- [What you have to do] Starting with the line that contains "Could you point to the hairy", reproduce each line through the end of the entries exactly as written.

----------

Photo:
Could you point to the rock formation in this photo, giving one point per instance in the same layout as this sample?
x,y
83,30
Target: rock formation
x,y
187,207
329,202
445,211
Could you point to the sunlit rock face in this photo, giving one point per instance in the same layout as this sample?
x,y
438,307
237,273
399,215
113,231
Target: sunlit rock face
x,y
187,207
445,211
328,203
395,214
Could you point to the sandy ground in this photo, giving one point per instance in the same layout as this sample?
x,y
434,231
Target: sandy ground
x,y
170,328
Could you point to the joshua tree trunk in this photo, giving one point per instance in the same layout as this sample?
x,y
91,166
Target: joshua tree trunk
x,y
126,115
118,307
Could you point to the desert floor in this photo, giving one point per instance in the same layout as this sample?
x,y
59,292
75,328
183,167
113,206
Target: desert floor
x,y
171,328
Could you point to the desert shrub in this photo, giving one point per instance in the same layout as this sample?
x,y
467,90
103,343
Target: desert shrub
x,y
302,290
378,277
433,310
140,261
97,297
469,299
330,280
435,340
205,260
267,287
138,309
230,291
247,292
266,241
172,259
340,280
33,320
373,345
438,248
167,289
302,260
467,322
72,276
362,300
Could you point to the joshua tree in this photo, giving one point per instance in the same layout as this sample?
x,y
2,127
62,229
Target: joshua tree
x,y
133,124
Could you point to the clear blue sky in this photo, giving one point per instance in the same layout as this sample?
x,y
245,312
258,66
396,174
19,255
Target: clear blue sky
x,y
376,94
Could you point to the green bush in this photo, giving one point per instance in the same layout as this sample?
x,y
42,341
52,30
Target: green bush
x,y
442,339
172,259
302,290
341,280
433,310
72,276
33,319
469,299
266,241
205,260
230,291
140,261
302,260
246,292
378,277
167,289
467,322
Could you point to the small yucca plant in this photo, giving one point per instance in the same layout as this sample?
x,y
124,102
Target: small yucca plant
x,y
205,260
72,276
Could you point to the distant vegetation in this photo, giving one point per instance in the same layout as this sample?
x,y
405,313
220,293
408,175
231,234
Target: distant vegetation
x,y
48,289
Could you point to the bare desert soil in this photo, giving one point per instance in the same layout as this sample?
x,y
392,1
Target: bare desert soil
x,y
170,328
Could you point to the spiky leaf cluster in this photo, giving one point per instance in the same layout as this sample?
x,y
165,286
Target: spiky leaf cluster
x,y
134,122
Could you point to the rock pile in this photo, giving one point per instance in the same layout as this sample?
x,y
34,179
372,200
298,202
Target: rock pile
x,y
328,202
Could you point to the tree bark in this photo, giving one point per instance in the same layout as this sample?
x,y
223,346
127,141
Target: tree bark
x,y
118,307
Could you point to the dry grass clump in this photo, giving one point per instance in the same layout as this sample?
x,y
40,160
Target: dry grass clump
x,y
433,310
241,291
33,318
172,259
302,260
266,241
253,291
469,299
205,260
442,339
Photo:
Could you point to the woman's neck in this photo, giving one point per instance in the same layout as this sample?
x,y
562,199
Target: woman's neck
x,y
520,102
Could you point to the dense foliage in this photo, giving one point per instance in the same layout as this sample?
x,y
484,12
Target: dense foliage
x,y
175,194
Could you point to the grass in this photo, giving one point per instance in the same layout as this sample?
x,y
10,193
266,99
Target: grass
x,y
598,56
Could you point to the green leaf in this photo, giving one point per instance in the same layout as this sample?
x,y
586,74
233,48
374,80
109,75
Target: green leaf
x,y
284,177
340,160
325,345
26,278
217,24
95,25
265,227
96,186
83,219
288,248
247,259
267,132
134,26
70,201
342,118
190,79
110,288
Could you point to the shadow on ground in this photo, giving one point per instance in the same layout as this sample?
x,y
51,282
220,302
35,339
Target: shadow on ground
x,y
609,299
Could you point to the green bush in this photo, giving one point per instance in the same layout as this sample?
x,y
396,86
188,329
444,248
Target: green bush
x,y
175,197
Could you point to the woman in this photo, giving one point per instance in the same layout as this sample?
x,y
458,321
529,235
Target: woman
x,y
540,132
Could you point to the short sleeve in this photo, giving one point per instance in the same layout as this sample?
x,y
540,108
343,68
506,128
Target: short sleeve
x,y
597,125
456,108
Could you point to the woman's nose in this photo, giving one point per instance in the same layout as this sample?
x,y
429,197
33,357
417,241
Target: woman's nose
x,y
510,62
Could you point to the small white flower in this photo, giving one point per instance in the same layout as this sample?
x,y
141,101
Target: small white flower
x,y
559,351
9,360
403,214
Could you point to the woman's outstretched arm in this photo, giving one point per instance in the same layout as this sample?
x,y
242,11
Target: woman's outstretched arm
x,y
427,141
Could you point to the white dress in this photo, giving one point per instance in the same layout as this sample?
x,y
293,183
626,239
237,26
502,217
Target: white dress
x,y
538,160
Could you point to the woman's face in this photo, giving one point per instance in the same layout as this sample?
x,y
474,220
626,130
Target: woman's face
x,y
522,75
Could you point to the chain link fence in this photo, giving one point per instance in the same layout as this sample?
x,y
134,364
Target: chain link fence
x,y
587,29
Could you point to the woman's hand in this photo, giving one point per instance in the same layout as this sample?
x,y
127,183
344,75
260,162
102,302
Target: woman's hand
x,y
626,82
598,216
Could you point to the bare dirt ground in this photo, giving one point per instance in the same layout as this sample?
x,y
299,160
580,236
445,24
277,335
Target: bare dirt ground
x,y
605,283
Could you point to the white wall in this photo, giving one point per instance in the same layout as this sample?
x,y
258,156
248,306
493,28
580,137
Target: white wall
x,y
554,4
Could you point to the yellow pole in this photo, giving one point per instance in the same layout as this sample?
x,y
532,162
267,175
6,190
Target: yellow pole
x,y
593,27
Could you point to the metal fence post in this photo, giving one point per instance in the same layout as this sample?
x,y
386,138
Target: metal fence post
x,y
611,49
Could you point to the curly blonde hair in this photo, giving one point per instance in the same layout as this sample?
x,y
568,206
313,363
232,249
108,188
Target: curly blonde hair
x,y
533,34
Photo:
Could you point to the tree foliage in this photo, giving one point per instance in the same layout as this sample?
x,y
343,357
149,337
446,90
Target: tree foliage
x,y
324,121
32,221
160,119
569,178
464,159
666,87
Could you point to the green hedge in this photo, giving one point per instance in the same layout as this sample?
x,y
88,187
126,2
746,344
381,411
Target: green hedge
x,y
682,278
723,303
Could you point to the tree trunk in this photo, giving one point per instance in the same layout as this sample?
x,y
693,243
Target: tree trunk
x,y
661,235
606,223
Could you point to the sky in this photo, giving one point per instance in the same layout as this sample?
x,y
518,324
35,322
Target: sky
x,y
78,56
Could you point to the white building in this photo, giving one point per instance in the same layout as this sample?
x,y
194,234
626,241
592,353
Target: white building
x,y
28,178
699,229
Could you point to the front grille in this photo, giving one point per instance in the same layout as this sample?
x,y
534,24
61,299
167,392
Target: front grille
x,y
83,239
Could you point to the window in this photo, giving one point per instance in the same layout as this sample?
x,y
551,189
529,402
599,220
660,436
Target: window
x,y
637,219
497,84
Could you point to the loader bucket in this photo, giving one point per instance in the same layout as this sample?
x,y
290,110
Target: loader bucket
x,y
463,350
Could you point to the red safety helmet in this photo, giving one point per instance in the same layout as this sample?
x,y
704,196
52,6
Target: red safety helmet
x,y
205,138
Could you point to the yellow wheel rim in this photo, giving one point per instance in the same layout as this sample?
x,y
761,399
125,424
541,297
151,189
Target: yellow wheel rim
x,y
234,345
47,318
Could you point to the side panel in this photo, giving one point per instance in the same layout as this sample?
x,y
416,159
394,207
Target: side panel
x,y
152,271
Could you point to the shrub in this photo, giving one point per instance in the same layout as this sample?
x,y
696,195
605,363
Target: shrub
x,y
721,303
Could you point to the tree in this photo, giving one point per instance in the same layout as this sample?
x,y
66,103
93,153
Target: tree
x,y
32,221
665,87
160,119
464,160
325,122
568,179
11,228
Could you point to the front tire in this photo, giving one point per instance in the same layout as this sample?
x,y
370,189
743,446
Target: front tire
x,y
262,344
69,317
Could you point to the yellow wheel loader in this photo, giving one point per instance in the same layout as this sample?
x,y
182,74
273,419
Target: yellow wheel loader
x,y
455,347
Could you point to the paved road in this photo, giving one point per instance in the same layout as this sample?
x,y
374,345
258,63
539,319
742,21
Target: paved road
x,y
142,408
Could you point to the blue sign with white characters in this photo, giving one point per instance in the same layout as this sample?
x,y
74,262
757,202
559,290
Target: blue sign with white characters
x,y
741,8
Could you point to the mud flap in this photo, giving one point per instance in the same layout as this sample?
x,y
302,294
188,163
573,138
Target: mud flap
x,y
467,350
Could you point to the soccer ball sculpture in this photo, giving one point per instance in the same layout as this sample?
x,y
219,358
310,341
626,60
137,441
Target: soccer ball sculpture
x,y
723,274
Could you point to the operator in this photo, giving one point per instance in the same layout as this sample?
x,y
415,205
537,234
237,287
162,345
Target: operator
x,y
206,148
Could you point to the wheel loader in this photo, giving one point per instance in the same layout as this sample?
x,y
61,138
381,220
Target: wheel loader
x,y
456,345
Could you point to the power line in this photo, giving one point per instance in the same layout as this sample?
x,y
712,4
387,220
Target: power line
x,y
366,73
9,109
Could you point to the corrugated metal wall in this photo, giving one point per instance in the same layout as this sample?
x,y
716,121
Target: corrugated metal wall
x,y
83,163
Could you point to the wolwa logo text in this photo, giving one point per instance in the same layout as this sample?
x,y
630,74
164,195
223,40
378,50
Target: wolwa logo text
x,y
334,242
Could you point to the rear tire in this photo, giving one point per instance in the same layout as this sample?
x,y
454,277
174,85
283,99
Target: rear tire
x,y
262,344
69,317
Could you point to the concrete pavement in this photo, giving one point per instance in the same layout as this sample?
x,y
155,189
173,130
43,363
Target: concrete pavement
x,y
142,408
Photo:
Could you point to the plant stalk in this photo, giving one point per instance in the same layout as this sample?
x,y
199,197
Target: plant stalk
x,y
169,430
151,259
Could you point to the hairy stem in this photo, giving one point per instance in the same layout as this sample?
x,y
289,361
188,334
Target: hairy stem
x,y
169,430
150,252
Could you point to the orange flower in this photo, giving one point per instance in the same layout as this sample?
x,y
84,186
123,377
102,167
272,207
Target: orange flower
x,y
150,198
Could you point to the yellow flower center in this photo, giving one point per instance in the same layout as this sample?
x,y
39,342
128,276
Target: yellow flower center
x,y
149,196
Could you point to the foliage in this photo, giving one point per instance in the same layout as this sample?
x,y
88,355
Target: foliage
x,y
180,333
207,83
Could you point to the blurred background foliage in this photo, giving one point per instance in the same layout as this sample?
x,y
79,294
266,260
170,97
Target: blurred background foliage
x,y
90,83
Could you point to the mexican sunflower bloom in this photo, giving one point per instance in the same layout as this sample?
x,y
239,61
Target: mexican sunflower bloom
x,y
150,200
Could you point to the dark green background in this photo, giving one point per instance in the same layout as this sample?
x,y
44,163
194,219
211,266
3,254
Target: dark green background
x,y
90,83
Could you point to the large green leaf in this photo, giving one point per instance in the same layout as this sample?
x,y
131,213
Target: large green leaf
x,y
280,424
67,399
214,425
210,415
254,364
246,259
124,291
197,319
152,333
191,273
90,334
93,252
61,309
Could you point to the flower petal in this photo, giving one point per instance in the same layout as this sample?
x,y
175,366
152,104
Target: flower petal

----------

- [Solved exercise]
Could you point to the hairy stem in this photo, giving one point per instance in the same layout as this sample?
x,y
289,361
188,334
Target: hairy stem
x,y
169,430
150,252
Could you point to the orange flower in this photo, giving one point per instance in the same layout as this sample?
x,y
84,186
123,377
102,167
272,207
Target: orange flower
x,y
150,198
Could you point to the yellow flower center in this photo, giving one point per instance in the same layout as this sample?
x,y
39,342
128,276
Target: yellow flower center
x,y
149,196
Could you point to the foliage in this photo, giving one point per instance in the same layout as this sample?
x,y
88,355
Target: foliage
x,y
180,333
207,83
Could you point to the blurred background foliage in this photo, giving one point per instance in the same layout as this sample?
x,y
79,294
266,260
170,97
Target: blurred background foliage
x,y
90,83
Could you point to the mexican sunflower bloom in this photo, giving one point per instance in the same layout as this sample?
x,y
239,61
Target: mexican sunflower bloom
x,y
150,200
Could you point to the dark green background in this photo, giving one point per instance in the same layout as this sample?
x,y
44,163
194,219
211,266
3,254
Target: dark green background
x,y
90,83
Could you point to the large green leaf in this photo, giving one point per instance in the same layout as this sample?
x,y
131,213
Target: large green leaf
x,y
280,424
67,399
214,425
210,415
254,364
246,259
124,291
197,319
152,333
191,273
90,334
93,252
61,309
Could you point to the flower petal in this photo, giving one point per instance in the same layout as this sample?
x,y
175,366
152,104
Target: flower petal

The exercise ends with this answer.